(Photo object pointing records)
§ §

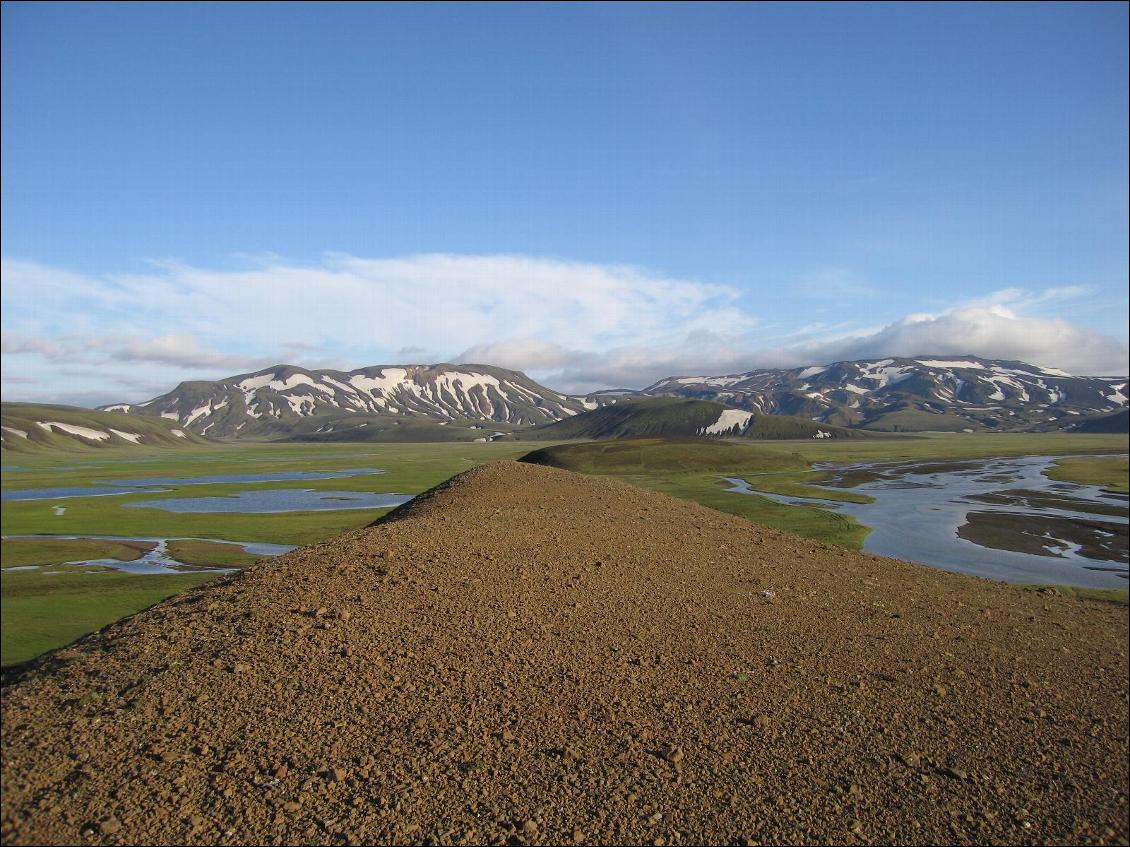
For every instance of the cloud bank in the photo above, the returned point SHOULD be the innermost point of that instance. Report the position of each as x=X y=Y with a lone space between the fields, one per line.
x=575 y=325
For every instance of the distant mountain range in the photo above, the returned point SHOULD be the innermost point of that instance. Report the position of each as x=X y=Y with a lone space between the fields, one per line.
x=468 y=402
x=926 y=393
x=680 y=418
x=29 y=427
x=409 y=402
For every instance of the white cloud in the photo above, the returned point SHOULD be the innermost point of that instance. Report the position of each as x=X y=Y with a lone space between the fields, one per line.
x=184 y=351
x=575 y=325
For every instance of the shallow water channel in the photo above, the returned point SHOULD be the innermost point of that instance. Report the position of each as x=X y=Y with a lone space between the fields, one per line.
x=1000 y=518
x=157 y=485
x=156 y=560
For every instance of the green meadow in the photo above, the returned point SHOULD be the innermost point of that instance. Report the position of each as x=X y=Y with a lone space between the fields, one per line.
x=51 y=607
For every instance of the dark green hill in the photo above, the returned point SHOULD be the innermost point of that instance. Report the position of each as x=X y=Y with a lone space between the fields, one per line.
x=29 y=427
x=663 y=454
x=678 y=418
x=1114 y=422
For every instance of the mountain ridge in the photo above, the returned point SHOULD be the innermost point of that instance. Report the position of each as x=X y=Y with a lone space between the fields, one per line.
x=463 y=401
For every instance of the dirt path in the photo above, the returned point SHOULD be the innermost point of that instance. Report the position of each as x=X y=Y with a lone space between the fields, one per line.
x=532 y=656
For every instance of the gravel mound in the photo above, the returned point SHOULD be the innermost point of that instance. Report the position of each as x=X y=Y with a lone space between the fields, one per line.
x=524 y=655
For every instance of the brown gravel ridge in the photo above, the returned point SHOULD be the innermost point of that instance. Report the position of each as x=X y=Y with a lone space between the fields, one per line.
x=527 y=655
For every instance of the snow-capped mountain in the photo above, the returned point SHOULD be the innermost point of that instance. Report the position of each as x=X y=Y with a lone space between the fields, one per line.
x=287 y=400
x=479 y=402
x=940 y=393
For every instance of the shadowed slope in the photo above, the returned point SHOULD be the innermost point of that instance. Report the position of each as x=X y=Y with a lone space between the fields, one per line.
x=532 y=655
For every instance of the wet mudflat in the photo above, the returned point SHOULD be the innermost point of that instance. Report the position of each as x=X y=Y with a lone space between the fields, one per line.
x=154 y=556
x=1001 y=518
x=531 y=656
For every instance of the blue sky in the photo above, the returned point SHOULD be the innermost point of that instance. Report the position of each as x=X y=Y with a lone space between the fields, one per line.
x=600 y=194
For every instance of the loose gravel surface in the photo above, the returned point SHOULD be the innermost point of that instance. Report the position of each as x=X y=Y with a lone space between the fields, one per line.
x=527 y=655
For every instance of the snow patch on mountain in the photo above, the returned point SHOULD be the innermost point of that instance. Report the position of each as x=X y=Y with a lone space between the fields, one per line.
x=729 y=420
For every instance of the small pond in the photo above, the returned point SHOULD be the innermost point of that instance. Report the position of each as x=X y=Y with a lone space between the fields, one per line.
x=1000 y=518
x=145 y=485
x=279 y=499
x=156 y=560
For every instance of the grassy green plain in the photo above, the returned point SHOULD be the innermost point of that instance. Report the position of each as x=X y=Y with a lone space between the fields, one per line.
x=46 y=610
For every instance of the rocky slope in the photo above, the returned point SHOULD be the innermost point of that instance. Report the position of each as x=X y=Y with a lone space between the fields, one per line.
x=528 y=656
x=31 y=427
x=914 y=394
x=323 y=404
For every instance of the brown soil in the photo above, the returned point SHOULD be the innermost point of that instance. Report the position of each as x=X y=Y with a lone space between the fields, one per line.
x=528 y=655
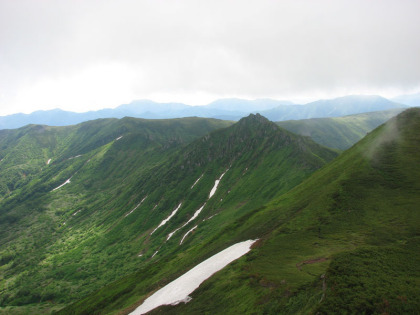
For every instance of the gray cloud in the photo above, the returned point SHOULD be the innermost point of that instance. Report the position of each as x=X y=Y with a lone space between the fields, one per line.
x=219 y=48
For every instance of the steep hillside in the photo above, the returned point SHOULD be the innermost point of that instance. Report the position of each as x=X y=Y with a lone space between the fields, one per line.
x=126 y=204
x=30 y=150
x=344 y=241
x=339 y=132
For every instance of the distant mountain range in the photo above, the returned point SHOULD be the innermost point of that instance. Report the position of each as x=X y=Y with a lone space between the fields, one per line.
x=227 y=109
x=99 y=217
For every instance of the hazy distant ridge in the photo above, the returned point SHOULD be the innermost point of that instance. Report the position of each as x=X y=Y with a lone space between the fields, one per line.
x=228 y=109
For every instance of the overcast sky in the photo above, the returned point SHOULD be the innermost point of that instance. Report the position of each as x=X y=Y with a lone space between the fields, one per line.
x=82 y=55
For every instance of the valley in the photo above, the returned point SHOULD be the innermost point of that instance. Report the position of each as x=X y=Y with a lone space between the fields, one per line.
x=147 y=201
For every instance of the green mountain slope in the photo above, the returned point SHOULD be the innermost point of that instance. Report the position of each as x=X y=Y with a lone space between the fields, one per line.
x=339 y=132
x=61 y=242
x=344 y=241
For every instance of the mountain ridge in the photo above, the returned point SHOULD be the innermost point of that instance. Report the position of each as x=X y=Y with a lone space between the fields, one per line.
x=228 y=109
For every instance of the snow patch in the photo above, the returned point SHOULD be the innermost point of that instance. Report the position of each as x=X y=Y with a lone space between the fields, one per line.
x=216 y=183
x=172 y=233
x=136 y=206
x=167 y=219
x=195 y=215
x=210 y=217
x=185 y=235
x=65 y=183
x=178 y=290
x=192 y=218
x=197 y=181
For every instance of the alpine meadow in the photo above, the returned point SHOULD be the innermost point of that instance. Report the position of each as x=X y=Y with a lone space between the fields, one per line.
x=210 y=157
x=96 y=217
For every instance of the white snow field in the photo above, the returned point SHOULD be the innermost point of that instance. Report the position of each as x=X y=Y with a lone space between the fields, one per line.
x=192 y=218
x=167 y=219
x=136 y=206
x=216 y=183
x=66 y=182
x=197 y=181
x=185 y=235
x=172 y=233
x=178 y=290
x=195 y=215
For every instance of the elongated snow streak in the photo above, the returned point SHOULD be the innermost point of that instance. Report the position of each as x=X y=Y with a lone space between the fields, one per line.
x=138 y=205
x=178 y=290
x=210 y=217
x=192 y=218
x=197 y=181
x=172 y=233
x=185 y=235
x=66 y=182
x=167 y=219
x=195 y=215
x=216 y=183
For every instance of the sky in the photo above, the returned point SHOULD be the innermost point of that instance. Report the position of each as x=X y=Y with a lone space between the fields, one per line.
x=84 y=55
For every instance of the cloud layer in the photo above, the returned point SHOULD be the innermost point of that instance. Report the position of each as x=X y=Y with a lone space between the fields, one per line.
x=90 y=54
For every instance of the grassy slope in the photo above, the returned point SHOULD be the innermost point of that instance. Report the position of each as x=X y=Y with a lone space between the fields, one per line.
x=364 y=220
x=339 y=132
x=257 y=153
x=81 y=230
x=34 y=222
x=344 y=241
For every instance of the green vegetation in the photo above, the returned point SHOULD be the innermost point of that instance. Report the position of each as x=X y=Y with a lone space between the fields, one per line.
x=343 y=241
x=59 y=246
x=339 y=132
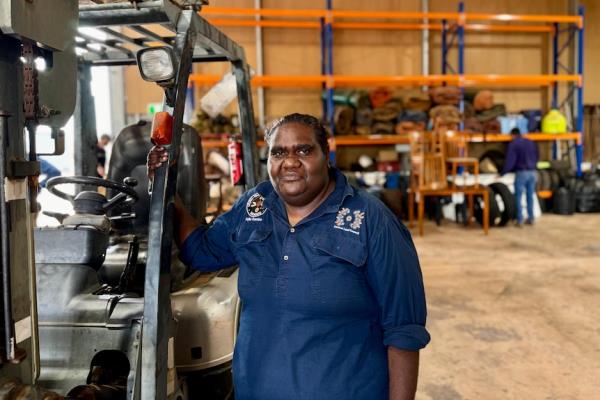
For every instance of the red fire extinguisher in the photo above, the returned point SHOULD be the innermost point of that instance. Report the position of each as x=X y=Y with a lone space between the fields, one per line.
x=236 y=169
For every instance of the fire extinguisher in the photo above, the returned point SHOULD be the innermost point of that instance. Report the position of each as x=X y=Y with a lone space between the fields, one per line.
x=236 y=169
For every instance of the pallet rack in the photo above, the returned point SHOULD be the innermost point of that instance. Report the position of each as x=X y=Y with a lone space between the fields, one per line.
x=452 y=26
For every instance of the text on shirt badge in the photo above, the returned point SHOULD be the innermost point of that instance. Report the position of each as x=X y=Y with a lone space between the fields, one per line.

§ §

Task requirements: Recast the stretch of data from the line containing "For every instance of the dark" through the line containing "x=463 y=401" as a JSON list of strings, one string per line, leaving out any blank lines.

Output of the exercise:
[
  "For every instance of the dark green hill in the photo above, the returned point SHOULD be the innermost point of that instance. Report the position of each as x=X y=Y with a lone space between the fields, one per line.",
  "x=29 y=427",
  "x=663 y=454",
  "x=678 y=418",
  "x=1114 y=422",
  "For every instance of the mountain ridge in the photo above, the returned point SHOULD be the innermost point of that instance. Report the position of each as x=X y=Y with a lone space between the fields, one per line.",
  "x=463 y=401"
]